[start of LISTED ENTRIES]

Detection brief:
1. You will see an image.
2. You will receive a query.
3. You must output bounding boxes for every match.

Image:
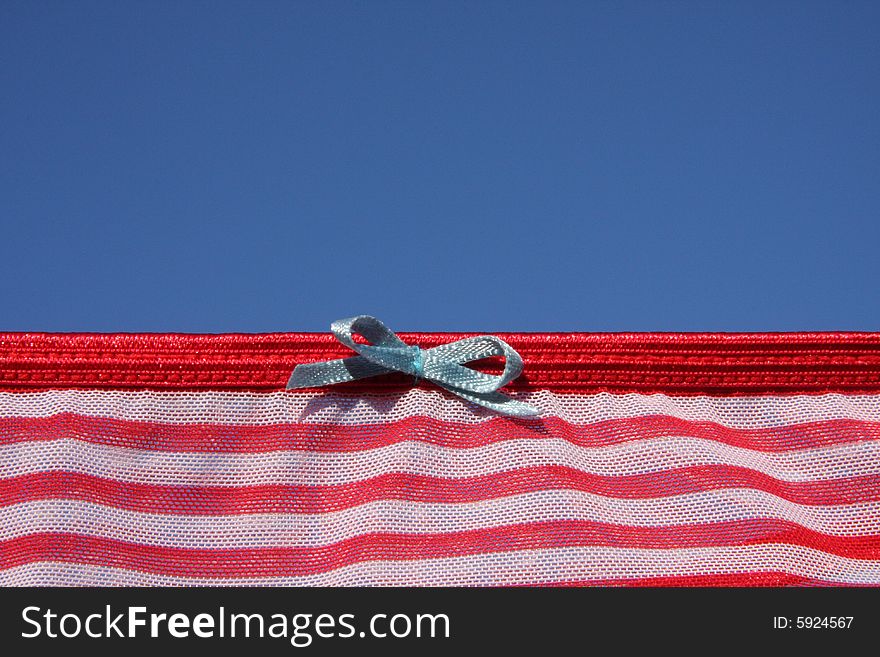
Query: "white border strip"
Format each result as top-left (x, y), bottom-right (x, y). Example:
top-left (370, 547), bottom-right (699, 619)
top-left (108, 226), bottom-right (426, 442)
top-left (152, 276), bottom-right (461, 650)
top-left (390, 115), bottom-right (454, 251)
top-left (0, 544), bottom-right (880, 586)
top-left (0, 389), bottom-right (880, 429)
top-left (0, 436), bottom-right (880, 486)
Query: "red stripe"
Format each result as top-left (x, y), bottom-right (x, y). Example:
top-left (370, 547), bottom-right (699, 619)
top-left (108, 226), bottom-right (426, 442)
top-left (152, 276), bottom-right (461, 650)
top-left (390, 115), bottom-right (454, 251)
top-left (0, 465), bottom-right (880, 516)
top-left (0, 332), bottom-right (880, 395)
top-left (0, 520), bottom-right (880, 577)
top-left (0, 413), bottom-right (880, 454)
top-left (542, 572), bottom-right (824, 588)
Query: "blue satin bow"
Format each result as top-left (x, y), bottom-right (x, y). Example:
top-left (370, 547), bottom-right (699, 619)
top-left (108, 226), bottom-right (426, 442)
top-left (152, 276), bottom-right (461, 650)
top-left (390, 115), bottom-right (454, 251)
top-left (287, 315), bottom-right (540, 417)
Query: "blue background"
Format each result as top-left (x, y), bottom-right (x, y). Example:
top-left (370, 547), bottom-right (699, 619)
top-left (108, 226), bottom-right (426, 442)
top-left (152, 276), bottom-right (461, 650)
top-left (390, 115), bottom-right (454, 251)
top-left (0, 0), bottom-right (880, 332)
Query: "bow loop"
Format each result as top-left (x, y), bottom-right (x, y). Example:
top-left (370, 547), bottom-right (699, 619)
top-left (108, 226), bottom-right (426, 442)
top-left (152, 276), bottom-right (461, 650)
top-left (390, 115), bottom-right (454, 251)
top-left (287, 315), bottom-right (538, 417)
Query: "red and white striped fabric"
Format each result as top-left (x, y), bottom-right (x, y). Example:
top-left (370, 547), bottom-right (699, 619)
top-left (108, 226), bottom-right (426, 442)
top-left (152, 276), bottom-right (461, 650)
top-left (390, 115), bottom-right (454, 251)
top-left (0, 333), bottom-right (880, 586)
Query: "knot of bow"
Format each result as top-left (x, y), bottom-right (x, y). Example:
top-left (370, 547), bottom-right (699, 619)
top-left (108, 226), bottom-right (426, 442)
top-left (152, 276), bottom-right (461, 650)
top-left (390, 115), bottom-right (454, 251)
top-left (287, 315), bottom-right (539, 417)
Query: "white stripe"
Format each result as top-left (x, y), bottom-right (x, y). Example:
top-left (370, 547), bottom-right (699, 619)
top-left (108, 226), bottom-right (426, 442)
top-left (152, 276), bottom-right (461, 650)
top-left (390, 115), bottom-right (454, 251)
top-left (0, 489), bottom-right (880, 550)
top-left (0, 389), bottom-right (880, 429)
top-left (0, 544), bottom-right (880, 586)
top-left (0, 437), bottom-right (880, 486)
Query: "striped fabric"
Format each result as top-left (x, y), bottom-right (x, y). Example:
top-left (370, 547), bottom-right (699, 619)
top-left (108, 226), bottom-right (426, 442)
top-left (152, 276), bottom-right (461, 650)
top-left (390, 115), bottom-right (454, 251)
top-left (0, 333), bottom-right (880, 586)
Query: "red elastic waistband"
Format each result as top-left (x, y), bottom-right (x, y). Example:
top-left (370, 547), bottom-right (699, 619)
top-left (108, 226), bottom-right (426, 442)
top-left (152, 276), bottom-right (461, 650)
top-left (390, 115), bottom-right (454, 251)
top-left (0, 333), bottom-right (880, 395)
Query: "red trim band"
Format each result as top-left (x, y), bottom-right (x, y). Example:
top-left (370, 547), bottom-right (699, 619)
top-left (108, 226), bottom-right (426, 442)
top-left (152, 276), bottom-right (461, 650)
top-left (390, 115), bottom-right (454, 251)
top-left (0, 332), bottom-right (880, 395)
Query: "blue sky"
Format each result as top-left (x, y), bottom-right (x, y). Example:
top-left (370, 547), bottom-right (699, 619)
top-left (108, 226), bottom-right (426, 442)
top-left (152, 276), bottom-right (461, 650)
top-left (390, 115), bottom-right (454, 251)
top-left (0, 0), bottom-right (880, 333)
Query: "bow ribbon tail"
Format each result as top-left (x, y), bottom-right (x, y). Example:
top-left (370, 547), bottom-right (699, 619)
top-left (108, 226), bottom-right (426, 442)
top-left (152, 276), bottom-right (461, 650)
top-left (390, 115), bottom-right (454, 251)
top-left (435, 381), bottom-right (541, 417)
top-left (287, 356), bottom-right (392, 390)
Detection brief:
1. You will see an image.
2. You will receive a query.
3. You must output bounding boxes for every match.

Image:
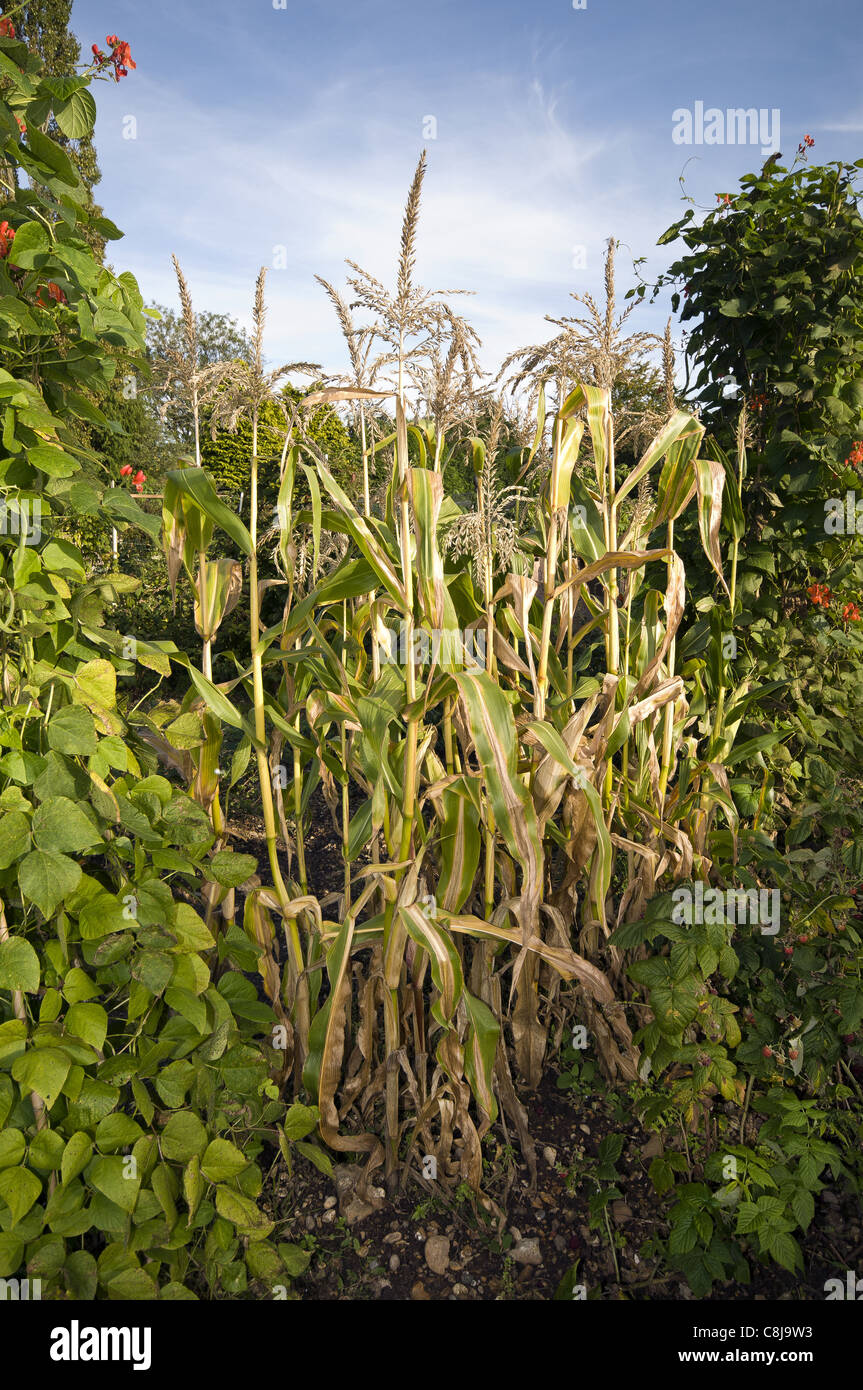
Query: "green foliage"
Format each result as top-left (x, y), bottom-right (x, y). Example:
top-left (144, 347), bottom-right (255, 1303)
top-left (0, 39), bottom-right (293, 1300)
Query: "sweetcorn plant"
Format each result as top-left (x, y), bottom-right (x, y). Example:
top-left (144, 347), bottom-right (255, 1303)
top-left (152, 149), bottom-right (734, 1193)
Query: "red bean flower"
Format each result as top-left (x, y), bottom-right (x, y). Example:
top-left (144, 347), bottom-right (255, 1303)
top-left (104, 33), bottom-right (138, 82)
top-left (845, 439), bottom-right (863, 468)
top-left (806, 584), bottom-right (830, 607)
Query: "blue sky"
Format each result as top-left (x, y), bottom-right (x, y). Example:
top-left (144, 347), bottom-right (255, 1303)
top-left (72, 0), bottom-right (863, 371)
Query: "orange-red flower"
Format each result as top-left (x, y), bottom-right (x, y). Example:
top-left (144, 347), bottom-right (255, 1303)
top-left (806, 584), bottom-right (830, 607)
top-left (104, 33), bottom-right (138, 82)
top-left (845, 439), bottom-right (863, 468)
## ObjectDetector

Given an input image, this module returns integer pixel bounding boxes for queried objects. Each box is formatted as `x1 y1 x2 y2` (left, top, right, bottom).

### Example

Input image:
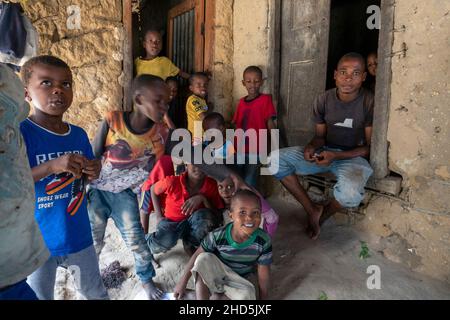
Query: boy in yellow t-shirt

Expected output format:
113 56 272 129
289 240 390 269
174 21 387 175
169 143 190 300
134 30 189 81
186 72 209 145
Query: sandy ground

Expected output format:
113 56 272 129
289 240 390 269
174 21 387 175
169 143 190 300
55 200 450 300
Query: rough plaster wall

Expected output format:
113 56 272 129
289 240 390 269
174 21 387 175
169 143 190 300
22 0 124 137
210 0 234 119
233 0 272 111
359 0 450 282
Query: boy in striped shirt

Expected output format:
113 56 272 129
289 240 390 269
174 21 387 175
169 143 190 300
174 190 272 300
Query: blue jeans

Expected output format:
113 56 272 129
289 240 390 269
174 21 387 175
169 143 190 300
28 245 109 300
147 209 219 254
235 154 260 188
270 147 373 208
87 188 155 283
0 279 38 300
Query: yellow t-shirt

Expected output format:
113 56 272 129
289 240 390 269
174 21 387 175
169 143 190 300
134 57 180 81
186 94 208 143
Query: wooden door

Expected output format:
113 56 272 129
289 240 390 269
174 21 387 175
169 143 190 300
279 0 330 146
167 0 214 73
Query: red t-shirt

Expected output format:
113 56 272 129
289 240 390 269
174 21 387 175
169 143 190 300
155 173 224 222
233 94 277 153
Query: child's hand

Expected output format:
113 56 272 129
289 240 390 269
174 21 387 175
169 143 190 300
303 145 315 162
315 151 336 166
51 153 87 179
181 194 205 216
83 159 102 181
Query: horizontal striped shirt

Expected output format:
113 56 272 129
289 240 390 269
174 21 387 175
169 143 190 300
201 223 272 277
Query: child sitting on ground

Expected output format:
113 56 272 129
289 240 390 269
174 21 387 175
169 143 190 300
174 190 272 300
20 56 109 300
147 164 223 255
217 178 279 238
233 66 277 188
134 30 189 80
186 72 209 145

[end of LISTED ENTRIES]

**TO BE DONE:**
Please rewrite the lines from the first one down to the line containing "top-left (0, 0), bottom-right (880, 332)", with "Example" replaced by "Sample" and nothing else changed. Omit the pictures from your answer.

**RESPONSE TO THIS TASK:**
Detection brief:
1. You will see an image.
2. You will receive a query.
3. You must output bounding boxes for every match.

Image:
Query: "white border strip"
Format each result as top-left (x, y), bottom-right (x, y). Sample:
top-left (370, 547), bottom-right (699, 619)
top-left (108, 226), bottom-right (426, 442)
top-left (152, 276), bottom-right (461, 650)
top-left (390, 115), bottom-right (454, 251)
top-left (0, 544), bottom-right (880, 586)
top-left (0, 389), bottom-right (880, 429)
top-left (0, 436), bottom-right (880, 486)
Query: "red stripe"
Format each result as top-left (x, y), bottom-right (x, y). Sample:
top-left (370, 547), bottom-right (699, 619)
top-left (108, 226), bottom-right (426, 442)
top-left (152, 276), bottom-right (461, 650)
top-left (390, 115), bottom-right (454, 251)
top-left (0, 465), bottom-right (880, 516)
top-left (0, 332), bottom-right (880, 395)
top-left (0, 520), bottom-right (880, 577)
top-left (0, 413), bottom-right (880, 454)
top-left (542, 572), bottom-right (824, 588)
Query: "blue satin bow"
Format each result as top-left (x, y), bottom-right (x, y). Sample:
top-left (370, 547), bottom-right (699, 619)
top-left (108, 226), bottom-right (426, 442)
top-left (152, 276), bottom-right (461, 650)
top-left (390, 115), bottom-right (454, 251)
top-left (287, 315), bottom-right (540, 417)
Query: "blue background"
Format each result as top-left (x, y), bottom-right (x, y). Sample:
top-left (370, 547), bottom-right (699, 619)
top-left (108, 226), bottom-right (426, 442)
top-left (152, 276), bottom-right (461, 650)
top-left (390, 115), bottom-right (454, 251)
top-left (0, 0), bottom-right (880, 332)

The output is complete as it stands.